▸ What you are asked to do
Print the material below line for line, changing nothing.

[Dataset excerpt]
····················
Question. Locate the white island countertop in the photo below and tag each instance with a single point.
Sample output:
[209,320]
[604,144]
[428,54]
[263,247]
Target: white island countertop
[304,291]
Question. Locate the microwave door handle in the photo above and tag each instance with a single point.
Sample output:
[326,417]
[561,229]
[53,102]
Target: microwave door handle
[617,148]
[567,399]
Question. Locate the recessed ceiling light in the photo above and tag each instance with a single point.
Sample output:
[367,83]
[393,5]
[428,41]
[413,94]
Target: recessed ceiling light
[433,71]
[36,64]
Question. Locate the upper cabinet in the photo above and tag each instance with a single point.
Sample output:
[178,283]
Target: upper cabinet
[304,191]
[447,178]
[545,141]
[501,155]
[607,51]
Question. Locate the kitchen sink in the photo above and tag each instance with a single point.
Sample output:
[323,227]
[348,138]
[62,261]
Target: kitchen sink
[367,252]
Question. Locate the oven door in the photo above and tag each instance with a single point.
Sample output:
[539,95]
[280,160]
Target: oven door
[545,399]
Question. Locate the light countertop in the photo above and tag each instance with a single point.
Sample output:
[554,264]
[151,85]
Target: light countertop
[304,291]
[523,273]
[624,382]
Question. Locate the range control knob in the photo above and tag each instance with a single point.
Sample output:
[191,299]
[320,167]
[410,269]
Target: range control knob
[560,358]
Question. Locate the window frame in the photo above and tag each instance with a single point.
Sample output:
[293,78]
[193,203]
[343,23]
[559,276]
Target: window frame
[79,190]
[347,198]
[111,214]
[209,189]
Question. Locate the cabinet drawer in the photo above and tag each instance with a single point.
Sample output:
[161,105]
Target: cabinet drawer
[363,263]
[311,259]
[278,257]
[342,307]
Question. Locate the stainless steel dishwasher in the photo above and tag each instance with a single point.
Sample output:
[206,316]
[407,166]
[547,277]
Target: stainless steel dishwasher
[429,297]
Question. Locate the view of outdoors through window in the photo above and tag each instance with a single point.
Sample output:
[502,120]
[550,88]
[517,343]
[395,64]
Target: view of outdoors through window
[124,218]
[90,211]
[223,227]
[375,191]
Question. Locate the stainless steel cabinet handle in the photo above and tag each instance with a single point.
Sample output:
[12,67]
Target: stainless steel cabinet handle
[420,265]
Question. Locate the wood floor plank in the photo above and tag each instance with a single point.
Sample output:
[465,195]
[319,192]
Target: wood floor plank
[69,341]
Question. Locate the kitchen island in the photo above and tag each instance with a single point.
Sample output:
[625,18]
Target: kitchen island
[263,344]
····················
▸ Written solution
Question. Locate the white island countertop in the photo below and tag each instance with a single point.
Sample output:
[209,320]
[604,144]
[428,54]
[263,247]
Target: white island countertop
[304,291]
Question. Locate the microwave door handle in the photo above and tag each instance with a single point.
Sample output:
[326,417]
[561,229]
[53,102]
Target: microwave door handle
[617,148]
[567,399]
Question. Locate the recessed ceiling light in the photo above and tag each instance with a single point.
Sample output:
[367,83]
[393,5]
[428,41]
[413,94]
Target: recessed ceiling light
[433,71]
[36,64]
Question. Locate the upper cabinet in the photo above and tag each instance with a single point.
Sample output:
[178,283]
Target: upper cabinet
[304,191]
[447,178]
[545,141]
[501,155]
[607,51]
Question. Locate the kitchen sink in the photo above and tag each instance with a single point.
Sample output:
[323,227]
[348,138]
[62,261]
Target: kitchen sink
[367,252]
Question. Locate the oven door in the photo above and tag each instance with a single point.
Sample output:
[539,95]
[280,160]
Target: oven door
[545,399]
Question. Locate the light countertop in the photo above and tag each instance with a single point.
Sample output:
[554,264]
[151,85]
Target: light countertop
[304,291]
[523,273]
[624,382]
Question. Locate the range control knob in the photo above and tag each instance with a single point.
Sample output:
[191,299]
[320,167]
[410,269]
Target: range control knob
[560,358]
Question. Locate the window frame in the photo above and tag each instance with a single point.
Sample output:
[293,78]
[193,203]
[343,23]
[559,276]
Target: window frame
[79,190]
[347,198]
[111,214]
[209,189]
Question. Locate the cabinet drawer in the photo above and tag each instance with a single point.
Sample output:
[161,105]
Target: cabinet drawer
[363,263]
[311,259]
[278,257]
[342,307]
Question. Locate the stainless steel dishwasher in the photo above and tag each instance with a single point.
Sample output:
[206,316]
[407,166]
[547,277]
Target: stainless steel dishwasher
[429,297]
Question. Locate the view of outdoors through window in the photo above and tag each instance with a single point.
Sample output:
[502,120]
[550,88]
[517,343]
[395,64]
Target: view of outdoors through window
[124,218]
[90,211]
[223,227]
[375,191]
Question. Locate the stainless steel cabinet handle in the photo above and tag each instance with a single point.
Sample output:
[12,67]
Target: stainless steel cabinet handle
[420,265]
Question. Locate the wood floor plank in the photo above and tag each instance with a single point.
Sample output:
[465,195]
[319,192]
Target: wood floor plank
[69,341]
Question. Locate the kitchen island in the photo above and tag each instance with a single point.
Sample output:
[625,18]
Target: kitchen island
[263,344]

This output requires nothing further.